Exercise
Render every line of the entries below as a numbered list, skipping blank lines and leaving the pictures out.

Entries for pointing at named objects
++++++++
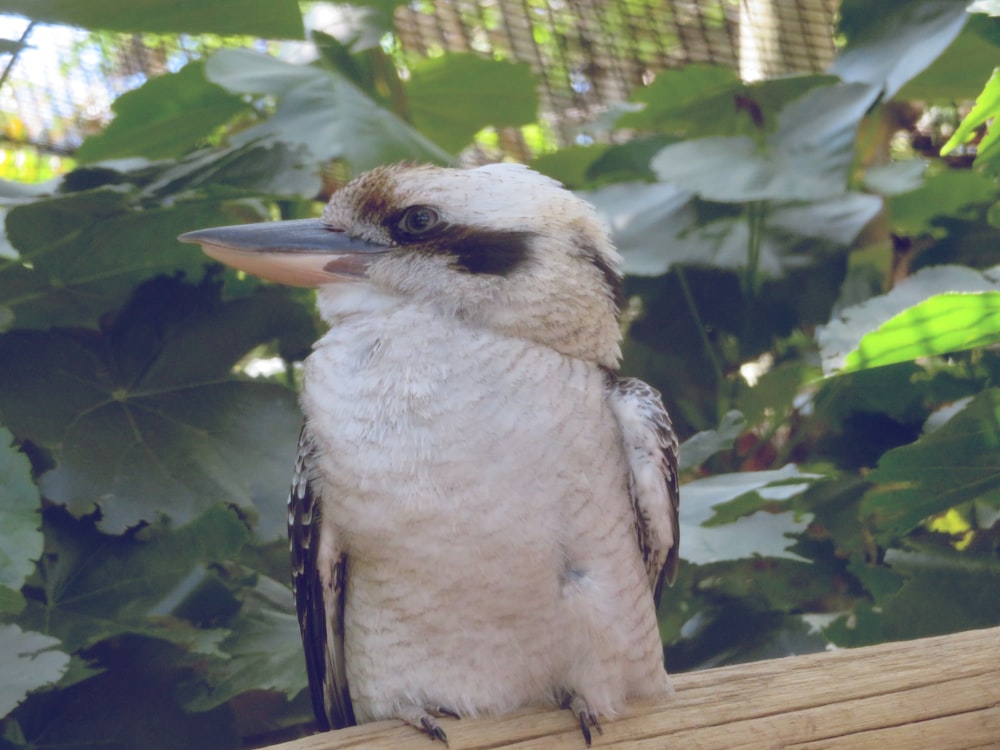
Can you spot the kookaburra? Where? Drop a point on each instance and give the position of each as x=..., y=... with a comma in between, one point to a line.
x=483, y=512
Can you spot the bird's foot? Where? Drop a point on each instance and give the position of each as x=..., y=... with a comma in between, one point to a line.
x=587, y=718
x=425, y=718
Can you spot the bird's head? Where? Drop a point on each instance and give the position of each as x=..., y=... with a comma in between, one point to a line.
x=500, y=246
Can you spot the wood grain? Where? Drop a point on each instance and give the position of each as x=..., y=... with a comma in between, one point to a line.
x=938, y=693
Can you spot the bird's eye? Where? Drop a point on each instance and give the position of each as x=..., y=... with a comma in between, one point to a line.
x=417, y=220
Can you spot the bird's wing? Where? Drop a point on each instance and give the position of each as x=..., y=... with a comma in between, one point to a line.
x=319, y=576
x=651, y=449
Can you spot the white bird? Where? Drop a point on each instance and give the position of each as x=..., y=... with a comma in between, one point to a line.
x=483, y=511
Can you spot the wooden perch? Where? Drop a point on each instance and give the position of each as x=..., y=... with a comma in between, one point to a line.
x=932, y=694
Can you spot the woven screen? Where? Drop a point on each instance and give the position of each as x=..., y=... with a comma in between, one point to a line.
x=588, y=55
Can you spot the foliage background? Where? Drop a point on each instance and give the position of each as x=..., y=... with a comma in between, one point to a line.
x=813, y=287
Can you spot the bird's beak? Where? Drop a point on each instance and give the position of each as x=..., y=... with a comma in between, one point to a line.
x=298, y=253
++++++++
Result of the exercise
1. Can you spot the kookaburra? Where? Drop a point on each instance and give the position of each as x=..., y=... with a comma in between, one point to a line.
2. x=483, y=512
3. Can you spot the bird's foot? Where? Drop a point on each instance and give the position of each as x=..., y=... with a comma in between, one point to a line.
4. x=587, y=718
5. x=425, y=718
6. Can you spot the bird's head? Where? Drop a point on each instance and give the position of each as x=..., y=... with a comma in between, one point to a line.
7. x=500, y=246
8. Can you spot the wood grain? Where? Drop a point on each instance and give the position of each as x=..., y=... with a comma in between, one point to a line.
9. x=938, y=693
10. Can you spot the bird's eye? Where? Drop a point on each instance and give the position of each as x=..., y=... with a comma in between, one point to a line.
11. x=417, y=220
12. Can you spot the bird's wing? Where? Drop a point on each instance and give the position of each as x=..., y=... with a comma in between, one point to a line.
13. x=319, y=576
14. x=651, y=449
15. Can you spot the white bird? Where? Drop a point on each instance and give the position of each as x=..., y=... with a comma in between, one point to a line.
16. x=483, y=511
17. Can you spot the wooden perch? Where? Drop a point on each instance and give the position of each as x=..., y=... with a comma in between, one point to a line.
18. x=932, y=694
19. Can you spot the woven screen? Where? Drop a point on each instance and give the position of each as x=..., y=... with a comma in between, one point to a line.
20. x=588, y=55
21. Can you spot the foliage background? Where? Drop a point on each instance and give the position of each as x=..., y=... with a comma in between, one point to a line.
22. x=813, y=287
23. Can you spot the bird's beak? Where? Drop a point on each instance and give the position of each as x=..., y=... with a comma in between, one point to a line.
24. x=298, y=253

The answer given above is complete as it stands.